[Records from a data source]
··········
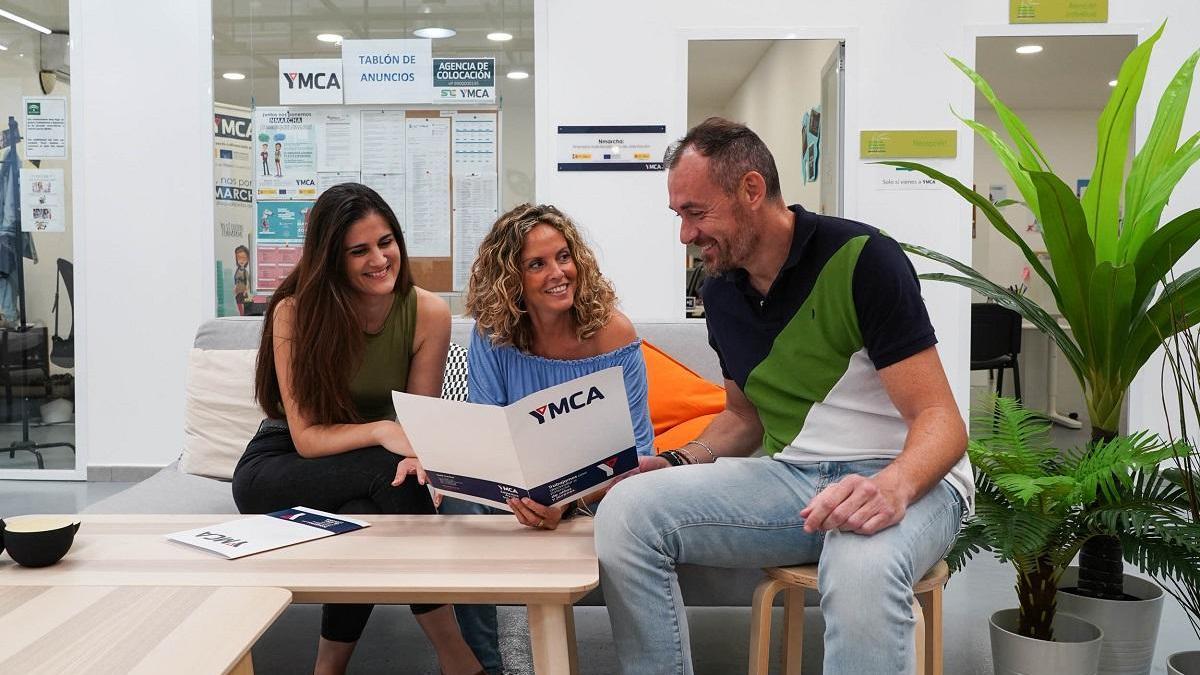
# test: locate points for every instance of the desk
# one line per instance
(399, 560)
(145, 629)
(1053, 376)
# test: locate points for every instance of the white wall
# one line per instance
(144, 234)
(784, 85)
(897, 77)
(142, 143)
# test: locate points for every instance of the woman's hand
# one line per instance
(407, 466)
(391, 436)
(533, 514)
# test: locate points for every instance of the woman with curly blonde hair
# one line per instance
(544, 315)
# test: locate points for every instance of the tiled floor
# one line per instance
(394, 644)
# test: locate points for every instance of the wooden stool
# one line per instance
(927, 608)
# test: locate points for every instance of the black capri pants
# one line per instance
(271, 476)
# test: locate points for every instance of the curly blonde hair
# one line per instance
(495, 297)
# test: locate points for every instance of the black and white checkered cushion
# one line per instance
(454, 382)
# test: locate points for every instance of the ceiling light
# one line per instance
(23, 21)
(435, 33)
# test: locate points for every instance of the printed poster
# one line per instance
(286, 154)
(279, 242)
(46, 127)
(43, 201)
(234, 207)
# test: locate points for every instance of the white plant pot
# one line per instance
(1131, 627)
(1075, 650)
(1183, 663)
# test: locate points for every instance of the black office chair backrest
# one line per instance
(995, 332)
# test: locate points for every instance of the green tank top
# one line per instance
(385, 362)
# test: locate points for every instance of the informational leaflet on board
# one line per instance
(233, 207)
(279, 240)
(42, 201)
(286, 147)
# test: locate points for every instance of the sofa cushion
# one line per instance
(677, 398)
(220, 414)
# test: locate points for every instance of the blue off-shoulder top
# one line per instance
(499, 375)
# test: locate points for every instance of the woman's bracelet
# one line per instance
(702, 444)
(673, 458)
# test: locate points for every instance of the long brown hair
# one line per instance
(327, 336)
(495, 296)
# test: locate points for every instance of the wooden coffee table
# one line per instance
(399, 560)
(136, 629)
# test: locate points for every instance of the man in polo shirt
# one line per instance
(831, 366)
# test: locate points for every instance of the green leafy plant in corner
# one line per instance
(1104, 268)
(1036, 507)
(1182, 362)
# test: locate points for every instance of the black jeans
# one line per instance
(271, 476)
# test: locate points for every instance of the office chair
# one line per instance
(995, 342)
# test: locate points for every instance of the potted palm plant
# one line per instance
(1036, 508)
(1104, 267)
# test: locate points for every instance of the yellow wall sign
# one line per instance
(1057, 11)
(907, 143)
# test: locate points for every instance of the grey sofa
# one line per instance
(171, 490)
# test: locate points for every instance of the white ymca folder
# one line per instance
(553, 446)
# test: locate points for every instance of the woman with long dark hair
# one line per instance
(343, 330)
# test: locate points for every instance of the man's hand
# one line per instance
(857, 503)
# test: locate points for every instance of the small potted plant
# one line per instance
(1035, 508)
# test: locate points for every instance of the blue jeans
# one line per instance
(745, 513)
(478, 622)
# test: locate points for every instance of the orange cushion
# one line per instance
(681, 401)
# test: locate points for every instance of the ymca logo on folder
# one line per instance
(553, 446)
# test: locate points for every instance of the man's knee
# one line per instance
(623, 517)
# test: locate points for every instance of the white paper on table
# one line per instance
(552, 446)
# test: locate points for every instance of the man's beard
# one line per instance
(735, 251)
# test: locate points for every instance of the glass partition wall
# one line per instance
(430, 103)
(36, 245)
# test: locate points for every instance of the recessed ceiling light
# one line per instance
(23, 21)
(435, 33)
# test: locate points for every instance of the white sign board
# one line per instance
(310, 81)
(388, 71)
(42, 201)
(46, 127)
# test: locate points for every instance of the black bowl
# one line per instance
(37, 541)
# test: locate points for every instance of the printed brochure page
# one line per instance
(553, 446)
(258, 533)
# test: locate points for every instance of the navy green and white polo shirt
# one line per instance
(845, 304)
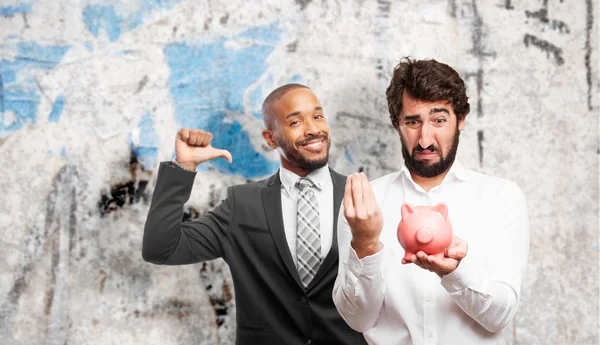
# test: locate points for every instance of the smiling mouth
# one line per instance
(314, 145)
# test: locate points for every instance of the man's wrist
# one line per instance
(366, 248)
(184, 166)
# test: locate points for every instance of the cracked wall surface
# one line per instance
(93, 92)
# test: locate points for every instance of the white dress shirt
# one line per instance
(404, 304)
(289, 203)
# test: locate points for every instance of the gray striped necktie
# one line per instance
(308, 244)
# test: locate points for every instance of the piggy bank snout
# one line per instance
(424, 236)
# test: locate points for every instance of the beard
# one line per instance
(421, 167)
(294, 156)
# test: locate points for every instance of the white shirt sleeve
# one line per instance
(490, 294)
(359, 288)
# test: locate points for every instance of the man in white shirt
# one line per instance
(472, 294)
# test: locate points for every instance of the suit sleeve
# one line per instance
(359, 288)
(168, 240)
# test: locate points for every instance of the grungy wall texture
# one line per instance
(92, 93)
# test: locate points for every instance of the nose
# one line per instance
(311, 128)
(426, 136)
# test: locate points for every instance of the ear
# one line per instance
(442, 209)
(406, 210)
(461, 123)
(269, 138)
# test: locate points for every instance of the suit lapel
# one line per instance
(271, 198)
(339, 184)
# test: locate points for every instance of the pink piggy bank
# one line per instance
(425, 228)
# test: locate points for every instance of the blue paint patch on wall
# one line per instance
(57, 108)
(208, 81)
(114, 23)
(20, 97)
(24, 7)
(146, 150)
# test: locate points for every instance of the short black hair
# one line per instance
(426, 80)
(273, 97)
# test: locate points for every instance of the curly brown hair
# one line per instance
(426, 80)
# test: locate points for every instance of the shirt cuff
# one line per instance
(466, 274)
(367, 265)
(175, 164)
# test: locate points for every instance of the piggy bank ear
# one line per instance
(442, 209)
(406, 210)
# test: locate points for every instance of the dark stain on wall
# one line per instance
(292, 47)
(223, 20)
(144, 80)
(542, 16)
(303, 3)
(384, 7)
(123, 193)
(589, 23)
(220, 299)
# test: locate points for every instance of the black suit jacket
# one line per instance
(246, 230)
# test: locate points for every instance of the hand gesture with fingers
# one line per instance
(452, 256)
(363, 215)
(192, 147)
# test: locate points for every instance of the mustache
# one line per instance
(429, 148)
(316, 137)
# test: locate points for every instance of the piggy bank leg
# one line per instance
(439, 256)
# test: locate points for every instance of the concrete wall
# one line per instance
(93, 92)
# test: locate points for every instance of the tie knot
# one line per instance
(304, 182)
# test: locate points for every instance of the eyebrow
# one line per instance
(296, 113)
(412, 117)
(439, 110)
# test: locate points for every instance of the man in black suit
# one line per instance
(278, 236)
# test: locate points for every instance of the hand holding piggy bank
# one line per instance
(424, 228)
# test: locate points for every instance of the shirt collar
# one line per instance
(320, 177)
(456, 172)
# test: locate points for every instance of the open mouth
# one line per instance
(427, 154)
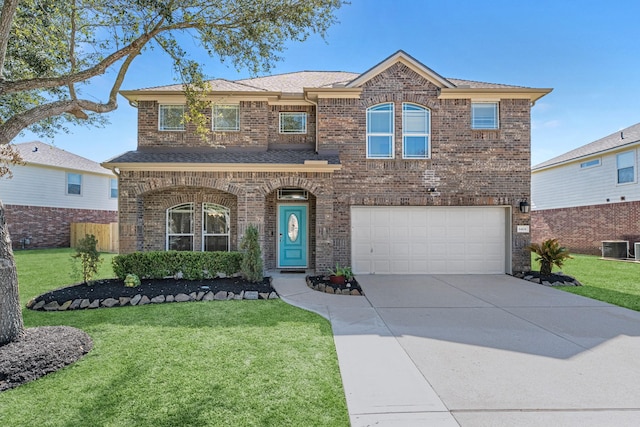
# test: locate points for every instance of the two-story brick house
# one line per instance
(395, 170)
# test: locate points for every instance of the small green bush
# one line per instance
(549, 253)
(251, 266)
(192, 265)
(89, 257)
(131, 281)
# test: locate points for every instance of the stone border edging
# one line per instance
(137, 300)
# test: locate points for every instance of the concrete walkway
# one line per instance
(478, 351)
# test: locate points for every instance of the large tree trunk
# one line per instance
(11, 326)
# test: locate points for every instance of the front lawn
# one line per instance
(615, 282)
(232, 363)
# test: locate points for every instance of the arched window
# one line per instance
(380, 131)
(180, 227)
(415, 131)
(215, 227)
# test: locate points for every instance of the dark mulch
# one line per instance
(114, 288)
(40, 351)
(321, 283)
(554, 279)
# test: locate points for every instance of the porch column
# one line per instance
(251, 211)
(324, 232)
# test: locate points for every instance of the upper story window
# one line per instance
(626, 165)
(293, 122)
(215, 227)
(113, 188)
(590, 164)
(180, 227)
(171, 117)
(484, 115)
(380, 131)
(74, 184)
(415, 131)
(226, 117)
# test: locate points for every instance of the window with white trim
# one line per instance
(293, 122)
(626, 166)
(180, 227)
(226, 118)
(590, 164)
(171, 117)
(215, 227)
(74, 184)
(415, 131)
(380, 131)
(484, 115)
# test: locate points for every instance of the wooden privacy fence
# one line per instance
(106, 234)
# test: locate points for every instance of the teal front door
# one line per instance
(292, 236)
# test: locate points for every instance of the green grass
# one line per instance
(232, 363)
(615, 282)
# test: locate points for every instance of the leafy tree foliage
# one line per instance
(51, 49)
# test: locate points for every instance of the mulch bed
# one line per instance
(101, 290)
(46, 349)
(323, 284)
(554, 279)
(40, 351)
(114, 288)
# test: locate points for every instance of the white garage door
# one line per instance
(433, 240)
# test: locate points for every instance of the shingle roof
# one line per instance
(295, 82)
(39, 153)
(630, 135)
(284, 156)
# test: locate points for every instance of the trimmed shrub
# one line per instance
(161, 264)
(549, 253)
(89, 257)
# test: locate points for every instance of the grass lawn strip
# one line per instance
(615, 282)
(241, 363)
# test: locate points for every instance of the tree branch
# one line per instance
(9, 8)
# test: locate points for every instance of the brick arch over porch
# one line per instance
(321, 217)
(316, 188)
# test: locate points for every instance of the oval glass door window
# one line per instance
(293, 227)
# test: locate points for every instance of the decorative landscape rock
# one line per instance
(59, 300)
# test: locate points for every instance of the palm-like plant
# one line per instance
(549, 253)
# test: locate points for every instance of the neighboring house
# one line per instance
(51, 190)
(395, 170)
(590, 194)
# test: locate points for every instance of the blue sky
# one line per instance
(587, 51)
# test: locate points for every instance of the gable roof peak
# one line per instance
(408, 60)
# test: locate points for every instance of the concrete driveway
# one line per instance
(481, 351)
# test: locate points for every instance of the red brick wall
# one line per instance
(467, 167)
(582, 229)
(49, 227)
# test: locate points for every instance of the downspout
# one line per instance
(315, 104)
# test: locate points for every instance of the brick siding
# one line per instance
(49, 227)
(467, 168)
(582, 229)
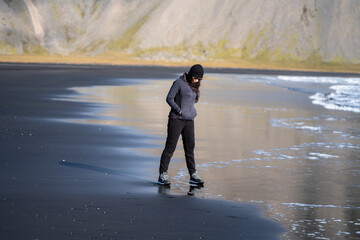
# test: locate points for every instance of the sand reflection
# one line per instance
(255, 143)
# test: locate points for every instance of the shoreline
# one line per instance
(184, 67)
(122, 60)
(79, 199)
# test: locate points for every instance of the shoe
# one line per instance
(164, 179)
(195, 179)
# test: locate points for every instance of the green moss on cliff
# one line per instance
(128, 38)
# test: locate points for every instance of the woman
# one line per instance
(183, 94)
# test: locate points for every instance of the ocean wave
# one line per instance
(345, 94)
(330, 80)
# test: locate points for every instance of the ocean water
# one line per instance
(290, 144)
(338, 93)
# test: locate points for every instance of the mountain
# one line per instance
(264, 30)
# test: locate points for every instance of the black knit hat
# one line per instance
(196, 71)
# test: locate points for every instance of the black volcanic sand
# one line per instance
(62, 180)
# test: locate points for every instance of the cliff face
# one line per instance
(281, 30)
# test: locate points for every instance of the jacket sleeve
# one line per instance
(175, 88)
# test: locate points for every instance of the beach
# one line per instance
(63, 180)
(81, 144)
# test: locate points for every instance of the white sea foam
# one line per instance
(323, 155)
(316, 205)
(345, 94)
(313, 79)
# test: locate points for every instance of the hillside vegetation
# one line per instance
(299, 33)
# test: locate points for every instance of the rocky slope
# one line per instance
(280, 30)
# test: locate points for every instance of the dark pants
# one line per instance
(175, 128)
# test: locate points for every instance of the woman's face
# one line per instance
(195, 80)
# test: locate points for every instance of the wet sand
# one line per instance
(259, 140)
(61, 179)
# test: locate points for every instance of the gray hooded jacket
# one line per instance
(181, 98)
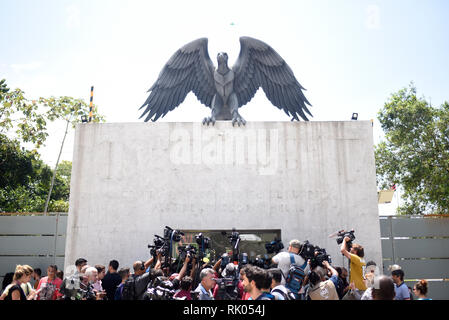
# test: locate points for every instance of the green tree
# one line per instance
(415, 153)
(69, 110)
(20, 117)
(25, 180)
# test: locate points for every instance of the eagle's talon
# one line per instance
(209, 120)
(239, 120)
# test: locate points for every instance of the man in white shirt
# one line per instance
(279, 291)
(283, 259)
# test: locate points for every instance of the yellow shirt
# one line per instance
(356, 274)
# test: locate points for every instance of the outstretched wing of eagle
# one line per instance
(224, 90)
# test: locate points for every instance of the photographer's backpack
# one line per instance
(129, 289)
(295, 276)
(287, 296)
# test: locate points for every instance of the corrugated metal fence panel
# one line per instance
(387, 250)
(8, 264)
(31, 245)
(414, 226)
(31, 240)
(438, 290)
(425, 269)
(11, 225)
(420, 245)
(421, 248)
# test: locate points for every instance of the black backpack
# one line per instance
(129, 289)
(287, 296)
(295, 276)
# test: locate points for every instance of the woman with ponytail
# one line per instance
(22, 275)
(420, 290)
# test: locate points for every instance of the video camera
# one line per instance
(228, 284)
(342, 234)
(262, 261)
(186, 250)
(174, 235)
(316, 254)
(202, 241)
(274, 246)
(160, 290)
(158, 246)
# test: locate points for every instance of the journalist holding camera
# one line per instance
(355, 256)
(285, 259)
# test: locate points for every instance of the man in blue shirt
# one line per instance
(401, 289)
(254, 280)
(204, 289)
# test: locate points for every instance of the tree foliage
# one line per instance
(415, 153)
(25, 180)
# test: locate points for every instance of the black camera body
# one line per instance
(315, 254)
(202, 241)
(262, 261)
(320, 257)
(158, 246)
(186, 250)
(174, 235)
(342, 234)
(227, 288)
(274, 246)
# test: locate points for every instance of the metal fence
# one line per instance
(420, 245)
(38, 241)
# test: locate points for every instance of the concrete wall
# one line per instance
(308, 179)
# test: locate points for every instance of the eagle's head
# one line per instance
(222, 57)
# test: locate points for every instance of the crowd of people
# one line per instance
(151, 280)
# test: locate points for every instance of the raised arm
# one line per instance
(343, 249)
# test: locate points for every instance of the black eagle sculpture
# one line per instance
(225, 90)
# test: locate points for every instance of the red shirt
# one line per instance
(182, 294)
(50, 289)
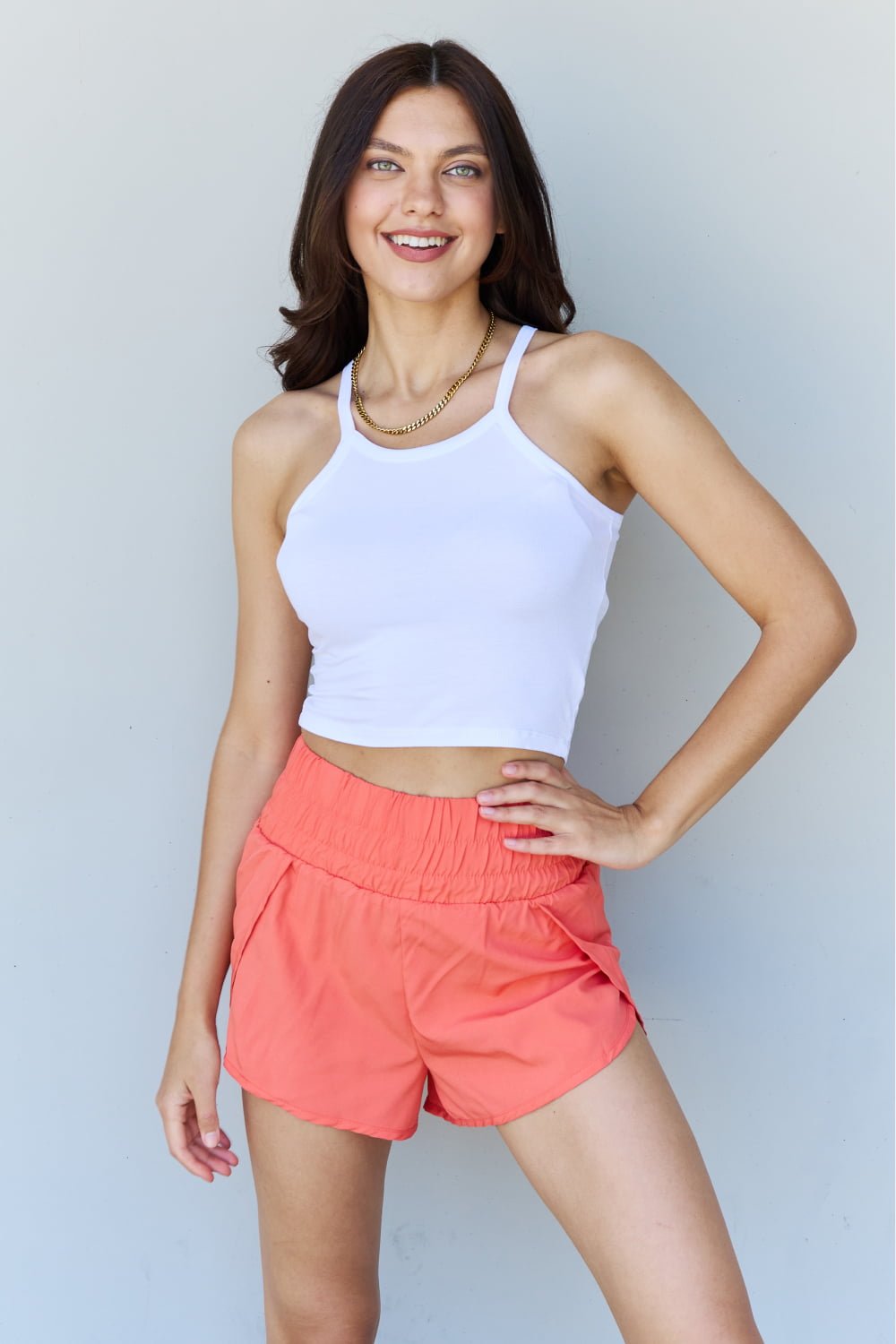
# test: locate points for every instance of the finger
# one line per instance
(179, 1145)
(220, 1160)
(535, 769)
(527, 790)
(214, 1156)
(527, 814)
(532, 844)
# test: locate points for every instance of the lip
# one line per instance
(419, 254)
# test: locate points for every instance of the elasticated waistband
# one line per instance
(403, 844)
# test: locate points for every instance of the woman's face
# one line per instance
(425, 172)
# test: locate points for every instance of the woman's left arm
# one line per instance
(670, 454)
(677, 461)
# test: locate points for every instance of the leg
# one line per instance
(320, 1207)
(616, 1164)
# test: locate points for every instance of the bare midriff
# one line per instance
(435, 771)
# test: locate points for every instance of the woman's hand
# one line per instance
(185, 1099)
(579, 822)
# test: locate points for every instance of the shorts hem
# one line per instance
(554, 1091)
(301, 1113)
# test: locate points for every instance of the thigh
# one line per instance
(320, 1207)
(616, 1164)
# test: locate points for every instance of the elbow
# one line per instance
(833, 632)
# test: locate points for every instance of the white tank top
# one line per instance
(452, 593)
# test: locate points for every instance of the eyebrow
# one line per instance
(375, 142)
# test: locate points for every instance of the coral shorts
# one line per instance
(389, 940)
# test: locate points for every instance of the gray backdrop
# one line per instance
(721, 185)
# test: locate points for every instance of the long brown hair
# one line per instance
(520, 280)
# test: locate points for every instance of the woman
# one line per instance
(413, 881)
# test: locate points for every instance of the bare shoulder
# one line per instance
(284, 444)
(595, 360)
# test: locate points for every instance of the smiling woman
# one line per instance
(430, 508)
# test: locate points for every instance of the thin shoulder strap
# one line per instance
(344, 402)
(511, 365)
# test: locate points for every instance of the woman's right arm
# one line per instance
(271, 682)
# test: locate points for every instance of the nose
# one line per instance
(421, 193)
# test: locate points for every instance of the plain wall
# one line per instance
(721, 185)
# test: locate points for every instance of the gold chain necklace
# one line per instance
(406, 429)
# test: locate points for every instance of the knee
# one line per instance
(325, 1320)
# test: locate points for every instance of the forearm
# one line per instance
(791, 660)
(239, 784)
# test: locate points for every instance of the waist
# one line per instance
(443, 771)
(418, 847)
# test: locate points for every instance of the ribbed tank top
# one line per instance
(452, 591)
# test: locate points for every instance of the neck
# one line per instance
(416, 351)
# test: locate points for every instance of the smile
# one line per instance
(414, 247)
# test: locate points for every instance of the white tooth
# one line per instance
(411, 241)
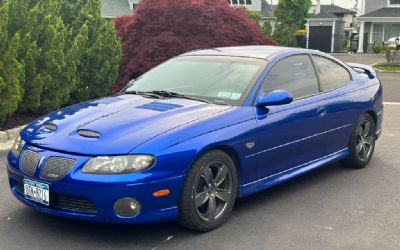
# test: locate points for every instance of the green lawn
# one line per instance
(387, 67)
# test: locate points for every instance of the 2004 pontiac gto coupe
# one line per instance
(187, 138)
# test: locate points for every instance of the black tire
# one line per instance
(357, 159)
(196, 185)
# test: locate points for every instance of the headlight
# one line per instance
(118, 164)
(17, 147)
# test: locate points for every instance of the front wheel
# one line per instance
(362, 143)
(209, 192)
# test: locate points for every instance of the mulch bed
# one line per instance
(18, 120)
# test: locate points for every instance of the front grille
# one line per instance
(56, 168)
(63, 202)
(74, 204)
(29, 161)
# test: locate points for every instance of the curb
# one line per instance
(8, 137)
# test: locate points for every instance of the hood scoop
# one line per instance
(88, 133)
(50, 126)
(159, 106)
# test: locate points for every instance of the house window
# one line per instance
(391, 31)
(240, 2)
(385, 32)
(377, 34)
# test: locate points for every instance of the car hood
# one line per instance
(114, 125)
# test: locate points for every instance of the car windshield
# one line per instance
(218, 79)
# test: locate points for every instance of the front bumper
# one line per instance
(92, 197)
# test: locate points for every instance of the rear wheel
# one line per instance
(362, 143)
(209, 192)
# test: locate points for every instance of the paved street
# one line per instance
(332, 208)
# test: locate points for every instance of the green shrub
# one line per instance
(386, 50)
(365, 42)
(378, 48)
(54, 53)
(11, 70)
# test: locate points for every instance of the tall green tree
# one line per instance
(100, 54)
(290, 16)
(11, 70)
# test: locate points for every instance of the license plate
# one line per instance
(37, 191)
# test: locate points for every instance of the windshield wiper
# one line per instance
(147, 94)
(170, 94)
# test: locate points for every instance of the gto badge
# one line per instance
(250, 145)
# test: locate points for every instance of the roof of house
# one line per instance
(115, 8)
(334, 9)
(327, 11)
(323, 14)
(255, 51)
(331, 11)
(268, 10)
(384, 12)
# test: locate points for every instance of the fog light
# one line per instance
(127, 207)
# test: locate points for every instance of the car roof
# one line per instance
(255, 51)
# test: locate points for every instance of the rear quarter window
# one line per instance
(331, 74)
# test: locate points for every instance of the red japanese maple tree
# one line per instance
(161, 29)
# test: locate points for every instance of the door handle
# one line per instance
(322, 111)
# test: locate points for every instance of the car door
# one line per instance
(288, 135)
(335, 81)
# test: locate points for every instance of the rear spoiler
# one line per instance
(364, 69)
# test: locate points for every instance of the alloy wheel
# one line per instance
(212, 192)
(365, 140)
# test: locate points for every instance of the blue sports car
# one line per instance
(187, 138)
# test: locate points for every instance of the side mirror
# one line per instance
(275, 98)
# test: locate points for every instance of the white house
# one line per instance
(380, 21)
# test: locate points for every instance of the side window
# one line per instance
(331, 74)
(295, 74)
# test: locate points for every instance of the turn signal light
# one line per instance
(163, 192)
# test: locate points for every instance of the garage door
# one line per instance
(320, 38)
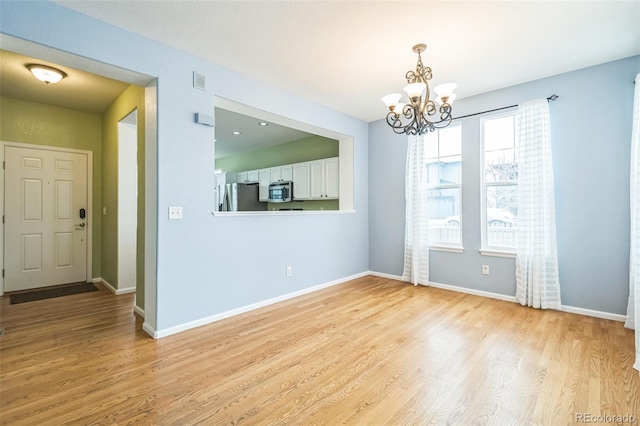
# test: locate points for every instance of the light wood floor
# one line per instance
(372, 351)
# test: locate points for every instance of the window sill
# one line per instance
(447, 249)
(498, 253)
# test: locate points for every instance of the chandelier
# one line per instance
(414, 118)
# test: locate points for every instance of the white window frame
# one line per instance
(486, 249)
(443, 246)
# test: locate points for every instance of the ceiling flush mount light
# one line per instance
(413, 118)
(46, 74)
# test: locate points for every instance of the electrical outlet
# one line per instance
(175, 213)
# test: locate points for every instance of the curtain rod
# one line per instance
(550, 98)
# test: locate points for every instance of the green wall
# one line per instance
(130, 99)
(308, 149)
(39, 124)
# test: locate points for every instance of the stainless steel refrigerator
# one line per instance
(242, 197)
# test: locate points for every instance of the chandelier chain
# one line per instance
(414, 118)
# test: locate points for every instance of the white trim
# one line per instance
··········
(Aim of the exercise):
Copy out only the lines of the records above from the one with "# test: locate points for every instance of the car windshield" through the one with "# test: locate points for every instance of the tall", exactly as they stand, both included.

(Answer section):
# test: locate points for every instance of the car windshield
# one line per instance
(218, 79)
# test: locate points for every instance of the front bumper
# one line per instance
(92, 197)
# test: locate points for every instance of the rear wheel
# one line per instance
(362, 143)
(209, 192)
# test: locate points for every instance of the paved street
# one line per instance
(332, 208)
# test: locate points for every instance of the green shrub
# one line per instance
(386, 50)
(365, 42)
(378, 48)
(54, 53)
(11, 70)
# test: locate points for every instance of the tall green tree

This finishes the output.